◆ **Problem requirements**
Collect every line of the records below that contains the word "tree", and copy each of those lines in full.

◆ **Entries provided**
━━━━━━━━
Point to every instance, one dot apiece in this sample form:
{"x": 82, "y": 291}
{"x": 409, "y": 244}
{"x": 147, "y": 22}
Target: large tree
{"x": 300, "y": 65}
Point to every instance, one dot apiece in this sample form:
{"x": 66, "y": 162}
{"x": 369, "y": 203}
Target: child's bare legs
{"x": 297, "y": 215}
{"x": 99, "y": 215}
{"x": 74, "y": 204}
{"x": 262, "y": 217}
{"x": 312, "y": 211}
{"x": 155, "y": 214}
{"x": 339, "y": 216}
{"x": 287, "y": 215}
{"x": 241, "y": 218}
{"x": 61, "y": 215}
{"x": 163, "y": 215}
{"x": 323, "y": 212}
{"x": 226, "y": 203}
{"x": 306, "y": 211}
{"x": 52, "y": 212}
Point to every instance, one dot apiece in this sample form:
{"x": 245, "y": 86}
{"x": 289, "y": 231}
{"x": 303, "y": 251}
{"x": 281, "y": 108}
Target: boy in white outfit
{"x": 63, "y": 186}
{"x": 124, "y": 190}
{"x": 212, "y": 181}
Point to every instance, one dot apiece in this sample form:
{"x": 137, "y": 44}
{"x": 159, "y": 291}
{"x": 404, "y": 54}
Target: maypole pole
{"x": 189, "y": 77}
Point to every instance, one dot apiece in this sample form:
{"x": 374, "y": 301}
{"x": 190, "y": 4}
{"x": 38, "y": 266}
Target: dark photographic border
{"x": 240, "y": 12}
━━━━━━━━
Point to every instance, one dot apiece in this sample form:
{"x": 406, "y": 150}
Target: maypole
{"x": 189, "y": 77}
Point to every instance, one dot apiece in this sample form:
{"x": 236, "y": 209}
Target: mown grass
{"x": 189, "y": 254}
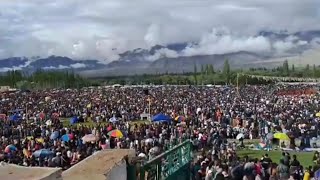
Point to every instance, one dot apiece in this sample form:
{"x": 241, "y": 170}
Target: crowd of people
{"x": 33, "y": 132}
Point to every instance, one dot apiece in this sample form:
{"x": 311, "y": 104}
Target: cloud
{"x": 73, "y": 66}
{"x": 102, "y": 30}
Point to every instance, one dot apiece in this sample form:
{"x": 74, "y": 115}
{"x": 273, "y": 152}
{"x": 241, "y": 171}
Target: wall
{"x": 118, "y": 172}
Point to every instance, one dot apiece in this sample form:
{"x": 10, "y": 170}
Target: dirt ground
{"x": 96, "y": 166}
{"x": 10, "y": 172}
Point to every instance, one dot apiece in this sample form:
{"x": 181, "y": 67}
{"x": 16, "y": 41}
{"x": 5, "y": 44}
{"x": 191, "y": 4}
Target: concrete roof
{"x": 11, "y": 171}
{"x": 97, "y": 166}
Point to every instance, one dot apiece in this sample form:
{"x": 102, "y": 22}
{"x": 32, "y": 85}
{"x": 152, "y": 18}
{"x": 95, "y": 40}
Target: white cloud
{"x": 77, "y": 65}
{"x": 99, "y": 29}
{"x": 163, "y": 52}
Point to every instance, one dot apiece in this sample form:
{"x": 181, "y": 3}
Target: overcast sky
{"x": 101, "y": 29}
━━━━━━━━
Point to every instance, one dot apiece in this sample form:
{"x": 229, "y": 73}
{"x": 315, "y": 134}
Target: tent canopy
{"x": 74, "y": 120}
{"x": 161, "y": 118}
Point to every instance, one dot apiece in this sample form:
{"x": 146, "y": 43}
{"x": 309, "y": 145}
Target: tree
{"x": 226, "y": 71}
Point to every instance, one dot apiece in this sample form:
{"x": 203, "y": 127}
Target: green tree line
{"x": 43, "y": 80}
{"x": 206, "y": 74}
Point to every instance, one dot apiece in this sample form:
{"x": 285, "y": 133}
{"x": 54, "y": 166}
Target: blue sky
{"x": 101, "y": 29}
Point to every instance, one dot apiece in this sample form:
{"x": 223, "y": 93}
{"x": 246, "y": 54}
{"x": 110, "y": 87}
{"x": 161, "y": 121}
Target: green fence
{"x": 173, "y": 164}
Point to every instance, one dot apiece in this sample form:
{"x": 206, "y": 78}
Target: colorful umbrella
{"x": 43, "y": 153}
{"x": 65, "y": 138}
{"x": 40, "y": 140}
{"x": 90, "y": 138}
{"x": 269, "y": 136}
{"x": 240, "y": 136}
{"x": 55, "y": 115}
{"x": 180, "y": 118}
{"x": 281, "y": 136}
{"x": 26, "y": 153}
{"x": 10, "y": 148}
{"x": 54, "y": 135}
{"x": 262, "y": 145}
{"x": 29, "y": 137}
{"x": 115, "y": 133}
━━━━━━━━
◆ **The result**
Target: large tree
Target: tree
Target: green tree line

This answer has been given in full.